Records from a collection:
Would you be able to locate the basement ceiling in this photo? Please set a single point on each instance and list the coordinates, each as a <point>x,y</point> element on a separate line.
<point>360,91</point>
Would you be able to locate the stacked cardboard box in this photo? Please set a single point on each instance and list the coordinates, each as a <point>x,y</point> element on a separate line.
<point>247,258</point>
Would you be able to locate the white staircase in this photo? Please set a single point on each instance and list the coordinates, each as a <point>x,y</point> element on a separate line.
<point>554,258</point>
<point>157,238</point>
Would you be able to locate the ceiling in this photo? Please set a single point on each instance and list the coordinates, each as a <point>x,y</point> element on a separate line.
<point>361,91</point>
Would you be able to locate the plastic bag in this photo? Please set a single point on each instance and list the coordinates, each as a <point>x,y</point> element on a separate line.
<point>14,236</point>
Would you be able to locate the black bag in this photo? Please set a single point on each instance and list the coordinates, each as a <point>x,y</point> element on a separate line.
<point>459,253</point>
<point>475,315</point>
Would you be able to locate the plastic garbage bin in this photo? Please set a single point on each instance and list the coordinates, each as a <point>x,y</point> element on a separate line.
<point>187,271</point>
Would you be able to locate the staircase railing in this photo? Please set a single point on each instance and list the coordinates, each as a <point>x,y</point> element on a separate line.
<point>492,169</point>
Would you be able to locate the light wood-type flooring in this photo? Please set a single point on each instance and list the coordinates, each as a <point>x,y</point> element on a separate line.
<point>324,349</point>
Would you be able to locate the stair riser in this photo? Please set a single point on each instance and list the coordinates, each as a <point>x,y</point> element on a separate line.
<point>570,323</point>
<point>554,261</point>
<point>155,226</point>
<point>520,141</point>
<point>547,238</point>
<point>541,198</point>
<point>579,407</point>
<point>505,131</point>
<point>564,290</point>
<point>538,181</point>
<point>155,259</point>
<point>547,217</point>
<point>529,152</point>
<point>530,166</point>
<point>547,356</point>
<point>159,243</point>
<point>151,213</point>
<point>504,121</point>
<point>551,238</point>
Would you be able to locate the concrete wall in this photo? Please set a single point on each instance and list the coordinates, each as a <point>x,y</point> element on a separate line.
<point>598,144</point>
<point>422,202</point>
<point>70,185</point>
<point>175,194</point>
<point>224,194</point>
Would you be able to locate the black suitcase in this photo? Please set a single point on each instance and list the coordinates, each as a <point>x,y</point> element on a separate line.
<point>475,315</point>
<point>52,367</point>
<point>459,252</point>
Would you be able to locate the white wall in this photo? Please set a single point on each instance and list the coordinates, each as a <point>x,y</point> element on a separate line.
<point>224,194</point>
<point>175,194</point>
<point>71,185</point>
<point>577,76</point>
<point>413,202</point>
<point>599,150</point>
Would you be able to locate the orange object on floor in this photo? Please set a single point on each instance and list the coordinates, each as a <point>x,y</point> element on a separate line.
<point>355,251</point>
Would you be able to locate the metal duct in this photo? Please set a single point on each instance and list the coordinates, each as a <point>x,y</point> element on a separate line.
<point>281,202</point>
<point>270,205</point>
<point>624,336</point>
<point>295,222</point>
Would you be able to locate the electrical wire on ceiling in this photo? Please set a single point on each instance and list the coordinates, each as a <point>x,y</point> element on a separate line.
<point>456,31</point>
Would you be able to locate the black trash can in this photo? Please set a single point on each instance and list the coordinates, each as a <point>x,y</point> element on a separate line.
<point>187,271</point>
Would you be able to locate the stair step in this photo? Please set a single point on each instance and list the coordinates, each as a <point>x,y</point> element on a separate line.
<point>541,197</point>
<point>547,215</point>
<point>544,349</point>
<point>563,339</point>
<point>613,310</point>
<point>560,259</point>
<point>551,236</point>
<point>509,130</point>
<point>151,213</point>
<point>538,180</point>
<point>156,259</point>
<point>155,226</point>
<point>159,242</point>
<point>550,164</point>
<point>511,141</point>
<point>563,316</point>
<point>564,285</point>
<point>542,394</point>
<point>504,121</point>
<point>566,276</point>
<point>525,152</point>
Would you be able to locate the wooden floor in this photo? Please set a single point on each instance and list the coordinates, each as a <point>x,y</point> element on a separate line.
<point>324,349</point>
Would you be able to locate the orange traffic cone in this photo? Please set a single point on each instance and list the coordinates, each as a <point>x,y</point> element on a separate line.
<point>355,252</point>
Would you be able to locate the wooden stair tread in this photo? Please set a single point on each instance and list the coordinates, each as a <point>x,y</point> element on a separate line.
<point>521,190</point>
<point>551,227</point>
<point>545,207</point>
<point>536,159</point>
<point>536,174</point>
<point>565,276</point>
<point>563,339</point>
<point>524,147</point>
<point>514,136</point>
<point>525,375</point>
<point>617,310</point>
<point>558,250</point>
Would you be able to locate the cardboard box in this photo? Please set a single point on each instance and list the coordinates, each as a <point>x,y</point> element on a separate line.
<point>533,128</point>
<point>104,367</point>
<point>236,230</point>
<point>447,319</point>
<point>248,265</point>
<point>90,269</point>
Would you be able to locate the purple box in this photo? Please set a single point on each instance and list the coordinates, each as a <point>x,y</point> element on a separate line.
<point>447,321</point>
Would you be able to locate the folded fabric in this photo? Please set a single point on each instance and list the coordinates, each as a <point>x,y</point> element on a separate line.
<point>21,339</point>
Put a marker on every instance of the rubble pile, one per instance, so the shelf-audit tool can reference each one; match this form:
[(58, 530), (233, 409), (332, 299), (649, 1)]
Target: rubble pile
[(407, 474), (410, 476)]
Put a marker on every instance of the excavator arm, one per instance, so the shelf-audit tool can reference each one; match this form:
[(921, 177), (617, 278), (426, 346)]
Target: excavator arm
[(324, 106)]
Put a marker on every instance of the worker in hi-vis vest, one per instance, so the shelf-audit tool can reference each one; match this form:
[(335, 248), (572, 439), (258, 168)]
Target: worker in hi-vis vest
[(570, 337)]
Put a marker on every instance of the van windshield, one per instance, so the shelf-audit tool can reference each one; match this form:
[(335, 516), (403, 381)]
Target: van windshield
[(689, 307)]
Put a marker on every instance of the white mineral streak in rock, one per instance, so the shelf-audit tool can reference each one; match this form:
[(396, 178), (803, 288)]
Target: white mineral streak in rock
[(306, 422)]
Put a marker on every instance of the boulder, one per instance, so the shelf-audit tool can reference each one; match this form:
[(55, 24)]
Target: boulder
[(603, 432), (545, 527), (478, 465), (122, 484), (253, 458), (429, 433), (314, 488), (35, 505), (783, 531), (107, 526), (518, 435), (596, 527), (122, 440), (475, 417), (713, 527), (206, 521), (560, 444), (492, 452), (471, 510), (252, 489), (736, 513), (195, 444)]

*Task to complete*: Each line of the data that includes "shelf" should be copied.

*Worked solution*:
Put a marker on every instance of the rubble pile, one per instance, so the shelf-audit tool can reference each one; match this form:
Put a marker on every instance of the excavator arm, one per instance, so the shelf-audit tool can reference each one; match this form:
Put a marker on every instance of the worker in hi-vis vest, one per instance, so the shelf-audit tool can reference each one; match this form:
Put a marker on every instance of the van windshield, one per instance, so the shelf-audit tool can reference each one; match this form:
Put a marker on every instance of the white mineral streak in rock, one per instance, so the shelf-audit tool can reference each one; match this form:
Put a marker on every instance of the boulder, one per instance, so the shelf-audit tool can reference each one; match this form:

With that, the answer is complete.